**Saved entries:**
⟨

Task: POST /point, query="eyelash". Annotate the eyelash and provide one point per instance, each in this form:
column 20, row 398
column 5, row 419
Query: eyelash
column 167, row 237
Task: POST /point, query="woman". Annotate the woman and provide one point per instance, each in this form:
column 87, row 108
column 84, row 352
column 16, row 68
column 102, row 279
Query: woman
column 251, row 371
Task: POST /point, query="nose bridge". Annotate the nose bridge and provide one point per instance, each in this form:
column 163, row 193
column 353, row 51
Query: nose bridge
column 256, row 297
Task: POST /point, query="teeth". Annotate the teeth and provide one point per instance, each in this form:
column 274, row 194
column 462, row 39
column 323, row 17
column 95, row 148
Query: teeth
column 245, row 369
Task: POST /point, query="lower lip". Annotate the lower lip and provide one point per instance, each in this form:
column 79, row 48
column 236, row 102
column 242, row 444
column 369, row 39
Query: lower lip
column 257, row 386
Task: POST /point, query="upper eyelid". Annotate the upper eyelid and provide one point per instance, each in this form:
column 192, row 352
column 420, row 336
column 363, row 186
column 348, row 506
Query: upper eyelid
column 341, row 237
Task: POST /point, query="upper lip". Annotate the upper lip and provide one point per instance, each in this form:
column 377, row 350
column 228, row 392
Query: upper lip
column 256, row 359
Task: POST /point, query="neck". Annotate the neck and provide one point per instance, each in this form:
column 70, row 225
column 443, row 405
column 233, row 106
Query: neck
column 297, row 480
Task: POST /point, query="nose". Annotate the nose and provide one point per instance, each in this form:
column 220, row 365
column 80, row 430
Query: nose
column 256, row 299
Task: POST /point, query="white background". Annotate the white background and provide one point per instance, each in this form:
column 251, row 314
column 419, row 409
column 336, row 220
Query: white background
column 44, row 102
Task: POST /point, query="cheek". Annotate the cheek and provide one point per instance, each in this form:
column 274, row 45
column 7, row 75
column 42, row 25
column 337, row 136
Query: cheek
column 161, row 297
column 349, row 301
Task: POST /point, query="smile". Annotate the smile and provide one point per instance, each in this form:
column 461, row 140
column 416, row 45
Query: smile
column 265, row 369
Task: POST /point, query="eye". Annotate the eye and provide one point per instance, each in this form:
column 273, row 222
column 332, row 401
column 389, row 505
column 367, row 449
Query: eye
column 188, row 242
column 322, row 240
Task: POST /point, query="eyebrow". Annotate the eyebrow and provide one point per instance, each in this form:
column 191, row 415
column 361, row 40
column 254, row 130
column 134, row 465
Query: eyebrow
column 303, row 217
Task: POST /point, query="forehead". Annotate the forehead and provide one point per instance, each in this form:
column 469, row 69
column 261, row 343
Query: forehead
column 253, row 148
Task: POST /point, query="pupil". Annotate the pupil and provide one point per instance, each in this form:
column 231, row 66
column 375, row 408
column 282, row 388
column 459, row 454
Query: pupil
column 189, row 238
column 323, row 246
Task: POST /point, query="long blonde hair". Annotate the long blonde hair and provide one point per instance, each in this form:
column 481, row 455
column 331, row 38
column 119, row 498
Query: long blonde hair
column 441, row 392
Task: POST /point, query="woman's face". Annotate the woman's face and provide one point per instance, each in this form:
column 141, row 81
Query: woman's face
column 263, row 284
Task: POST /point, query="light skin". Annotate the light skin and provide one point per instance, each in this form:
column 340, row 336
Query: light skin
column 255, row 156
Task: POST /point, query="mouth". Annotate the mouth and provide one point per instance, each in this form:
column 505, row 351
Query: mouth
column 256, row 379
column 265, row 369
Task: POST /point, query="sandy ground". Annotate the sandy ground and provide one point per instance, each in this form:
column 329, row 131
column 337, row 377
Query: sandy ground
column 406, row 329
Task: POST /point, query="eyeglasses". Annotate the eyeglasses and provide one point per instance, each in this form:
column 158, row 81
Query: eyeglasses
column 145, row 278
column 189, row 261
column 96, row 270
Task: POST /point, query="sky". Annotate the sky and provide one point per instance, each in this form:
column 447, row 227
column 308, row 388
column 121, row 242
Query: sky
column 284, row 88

⟩

From the first line to the last, transcribe the records exactly.

Task: POST /point, query="eyelash". Annotate the eyelash and provide one point per instance, each in this form:
column 20, row 398
column 5, row 419
Query: eyelash
column 167, row 237
Task: POST /point, query="woman". Annotate the woman and provide one point per instance, each in this form:
column 87, row 108
column 84, row 352
column 16, row 68
column 102, row 279
Query: woman
column 251, row 371
Task: POST /point, query="nose bridge". Annotate the nose bridge and provide one point per instance, each in this form:
column 163, row 193
column 353, row 51
Query: nose bridge
column 256, row 297
Task: POST /point, query="teeth". Annotate the teeth and provide one point per instance, each in this form:
column 274, row 194
column 462, row 39
column 323, row 17
column 95, row 148
Query: teeth
column 245, row 369
Task: POST /point, query="lower lip". Annotate the lower lip and provide one point per instance, each in this form:
column 79, row 48
column 236, row 102
column 242, row 444
column 369, row 39
Query: lower lip
column 257, row 386
Task: POST /point, query="upper eyelid". Annotate the upper eyelid and provide one point per instance, each in this form:
column 192, row 352
column 420, row 336
column 363, row 186
column 348, row 506
Query: upper eyelid
column 341, row 237
Task: POST /point, query="upper lip". Annotate the upper lip and provide one point per instance, each in this form:
column 377, row 350
column 228, row 392
Query: upper lip
column 256, row 359
Task: POST /point, query="neck". Annotate the neck and provide one point per instance, each in this form:
column 70, row 225
column 443, row 405
column 233, row 106
Query: neck
column 297, row 480
Task: POST /point, query="nose". Annotate the nose and provide one point per instance, each in this form:
column 220, row 365
column 80, row 430
Query: nose
column 256, row 299
Task: POST /point, query="white background". Annotate the white background and provide one point per instance, each in this form:
column 251, row 314
column 419, row 409
column 336, row 220
Query: white background
column 44, row 102
Task: POST /point, query="cheek". Annotate the cheek and provide one point per instance, each in this form:
column 274, row 45
column 7, row 75
column 42, row 25
column 337, row 136
Query: cheek
column 161, row 297
column 349, row 301
Task: POST /point, query="smile". Annotate the smile and provide one point per instance, each in this form:
column 461, row 140
column 416, row 45
Query: smile
column 265, row 369
Task: POST /point, query="eye". Annotate the eye and provide one point per instance, each in this form:
column 273, row 222
column 332, row 401
column 389, row 505
column 367, row 449
Query: eye
column 188, row 242
column 322, row 240
Task: POST /point, query="eyebrow". Annotate the eyebrow and provide one point per instance, each in this form:
column 191, row 415
column 361, row 40
column 254, row 130
column 134, row 465
Query: eyebrow
column 303, row 217
Task: POST /point, query="forehead". Annotate the forehead and provide one point per instance, each in this form:
column 469, row 69
column 261, row 343
Query: forehead
column 253, row 148
Task: POST /point, query="pupil". Annotate the pupil and provide one point per instance, each in this form:
column 231, row 66
column 375, row 408
column 282, row 388
column 459, row 454
Query: pupil
column 189, row 238
column 323, row 246
Task: POST /point, query="long blonde hair". Annotate the long blonde hair and provide one point per instance, each in this form:
column 481, row 455
column 331, row 38
column 119, row 498
Query: long blonde hair
column 441, row 392
Task: POST /point, query="woman's face". Annotate the woman's face and provide one point per instance, each in this form:
column 141, row 81
Query: woman's face
column 263, row 284
Task: POST /point, query="light skin". Annotate the light skin and provide one point per instance, each in this form:
column 340, row 336
Query: light skin
column 255, row 156
Task: POST /point, query="mouth". Annotate the mouth and provide one point per instance, each in this form:
column 505, row 351
Query: mouth
column 256, row 379
column 265, row 369
Task: POST /point, query="sandy ground". Annotate the sandy ground and provide one point per instance, each in this form:
column 329, row 131
column 337, row 377
Query: sandy ground
column 406, row 329
Task: POST /point, query="eyeglasses". Annotate the eyeglasses and provide one point per instance, each in this form:
column 158, row 81
Query: eyeglasses
column 145, row 278
column 189, row 261
column 96, row 270
Task: POST /point, query="sky". Annotate the sky and provide one point per instance, each in this form:
column 447, row 227
column 308, row 388
column 121, row 242
Query: sky
column 284, row 88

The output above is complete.